§ READING TEXT:

__________

Defective products have long been the subject of civil litigation, but it is not really as simple as it sounds. According to the website of Wilson & McQueen, PLLC in Lexington, there are many legal considerations that come into play when you go against big corporations especially in a product liability case. It is only with competent legal representation that you can have any chance of being heard.
The most prominent cases currently in the product liability arena concern defective pharmaceutical products, medical devices, and automobiles. But there are other types of products that may be making life miserable for more folks because they are more commonly used. Let’s take a look at some of the everyday products that are coming under fire lately.
There has been a lot of noise made about front-loading washing machines which make clothes moldy. A class action suit is pending against four of the biggest names in washing machines for design defects in their front loading machines that allow biological debris to accumulate with no real way of getting them out, resulting in odoriferous and potentially dangerous mold and mildew growth in the home. If you have noticed that your newly-washed clothes smell funky, it may not be you after all. Contact a product liability lawyer in your area for more details on the front-loading washing machine conundrum.

__________

§ REQUIRED TASKS:
#1 Answer these questions on the product liability text:
(a) Whose website is cited, and in what city is that firm located?
(b) Which three kinds of products does the text name as the most prominent current product liability cases?
(c) How many washing machine makers does the pending class action suit name?
#2 Reproduce verbatim the portion of the product liability text covering everything from "There has been" down to "washing machine conundrum.".

§ Point localization data:
__________

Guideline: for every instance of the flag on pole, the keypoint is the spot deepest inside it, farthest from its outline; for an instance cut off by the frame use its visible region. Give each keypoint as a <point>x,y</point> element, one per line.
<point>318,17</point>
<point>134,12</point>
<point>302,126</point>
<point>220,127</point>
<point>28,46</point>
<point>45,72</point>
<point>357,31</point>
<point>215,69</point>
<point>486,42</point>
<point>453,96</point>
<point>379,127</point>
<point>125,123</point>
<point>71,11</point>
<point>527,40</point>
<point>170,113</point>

__________

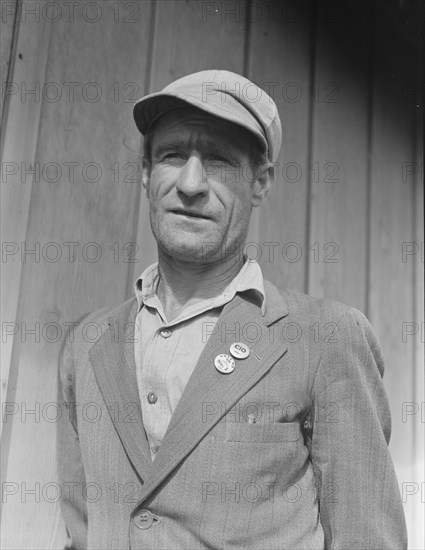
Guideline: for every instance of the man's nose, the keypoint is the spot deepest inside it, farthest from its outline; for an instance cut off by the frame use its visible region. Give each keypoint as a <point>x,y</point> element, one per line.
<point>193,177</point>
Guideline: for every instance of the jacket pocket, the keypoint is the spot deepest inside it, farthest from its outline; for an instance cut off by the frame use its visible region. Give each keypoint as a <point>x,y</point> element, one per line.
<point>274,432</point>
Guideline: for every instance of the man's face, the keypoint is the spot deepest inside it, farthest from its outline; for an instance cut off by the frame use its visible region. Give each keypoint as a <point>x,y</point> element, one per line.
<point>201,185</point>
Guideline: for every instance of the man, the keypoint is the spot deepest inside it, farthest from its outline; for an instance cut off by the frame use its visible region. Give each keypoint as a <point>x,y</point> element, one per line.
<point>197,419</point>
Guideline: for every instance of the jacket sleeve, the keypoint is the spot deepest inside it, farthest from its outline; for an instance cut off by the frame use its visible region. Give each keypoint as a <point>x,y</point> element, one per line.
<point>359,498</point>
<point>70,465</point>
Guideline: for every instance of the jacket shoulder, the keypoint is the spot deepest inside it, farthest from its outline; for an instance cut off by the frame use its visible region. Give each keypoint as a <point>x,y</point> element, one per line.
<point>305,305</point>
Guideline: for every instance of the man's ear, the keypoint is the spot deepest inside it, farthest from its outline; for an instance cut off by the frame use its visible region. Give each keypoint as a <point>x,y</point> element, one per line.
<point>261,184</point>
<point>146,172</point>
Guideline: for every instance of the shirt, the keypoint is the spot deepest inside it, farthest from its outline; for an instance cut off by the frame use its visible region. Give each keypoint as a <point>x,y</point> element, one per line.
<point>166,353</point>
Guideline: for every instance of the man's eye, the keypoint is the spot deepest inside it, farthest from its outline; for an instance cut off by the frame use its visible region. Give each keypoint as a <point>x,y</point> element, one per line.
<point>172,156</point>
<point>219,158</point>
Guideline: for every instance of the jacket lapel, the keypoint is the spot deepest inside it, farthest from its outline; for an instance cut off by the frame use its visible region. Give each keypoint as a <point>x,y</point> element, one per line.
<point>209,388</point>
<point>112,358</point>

__________

§ OUTPUTS BY TASK:
#1
(a) Wilson & McQueen, PLLC, in Lexington.
(b) Defective pharmaceutical products, medical devices, and automobiles.
(c) Four of the biggest names in washing machines.

#2
There has been a lot of noise made about front-loading washing machines which make clothes moldy. A class action suit is pending against four of the biggest names in washing machines for design defects in their front loading machines that allow biological debris to accumulate with no real way of getting them out, resulting in odoriferous and potentially dangerous mold and mildew growth in the home. If you have noticed that your newly-washed clothes smell funky, it may not be you after all. Contact a product liability lawyer in your area for more details on the front-loading washing machine conundrum.